▶ [DOCUMENT EXTRACT]
= = = =

Besides my weekly newsletter from hilarious SJW site Everyday Feminism, the thing which brings me most pleasure in American political life at the moment is reading twice-weekly dispatch from Lenny, Lena Dunham’s online collaboration with Jenni Konner which can best be described as “social justice for the 0.1 percent”.

Here you can find an surefire antidote to whatever scraps of self-awareness and contrition may be emerging from other, more humble parts of the American Left. Here, Hillary Clinton and the Democrats were beyond reproach at all times, and it was America (specifically those ignorant, self-hating white, working class women who had the temerity to vote for Donald Trump) who let Hillary down, not vice versa.

The first thing you need to understand: commanded by their cult of identity politics, they were really deeply invested in Hillary Clinton as a person. As Lenny contributor Virginia Heffernan put it:

When people told me they hated Hillary Clinton or (far worse) that they were “not fans,” I wish I had said in no uncertain terms: “I love Hillary Clinton. I am in awe of her. I am set free by her. She will be the finest world leader our galaxy has ever seen.”

= = = =

▶ [DATA PROVIDED]
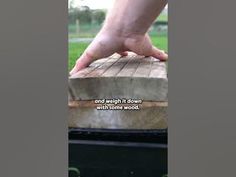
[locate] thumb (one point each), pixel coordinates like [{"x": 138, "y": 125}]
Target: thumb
[{"x": 159, "y": 54}]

= = = =

▶ [OBJECTIVE A]
Summarize the excerpt about Lenny in two sentences.
▶ [OBJECTIVE B]
Reproduce the stretch of the excerpt about Lenny from "Here you can" through "not vice versa.".
▶ [OBJECTIVE C]
In the excerpt about Lenny, who is named as Lena Dunham's collaborator on the site?

▶ [SOLUTION A]
The writer says that, apart from the Everyday Feminism newsletter, reading Lenny, the online collaboration of Lena Dunham and Jenni Konner, brings the most pleasure in current American political life, and describes it as "social justice for the 0.1 percent." According to the writer, Lenny holds Hillary Clinton and the Democrats beyond reproach and blames the America that voted for Donald Trump, and its contributors were deeply invested in Clinton as a person, as a quotation from Virginia Heffernan illustrates.

▶ [SOLUTION B]
Here you can find an surefire antidote to whatever scraps of self-awareness and contrition may be emerging from other, more humble parts of the American Left. Here, Hillary Clinton and the Democrats were beyond reproach at all times, and it was America (specifically those ignorant, self-hating white, working class women who had the temerity to vote for Donald Trump) who let Hillary down, not vice versa.

▶ [SOLUTION C]
Jenni Konner.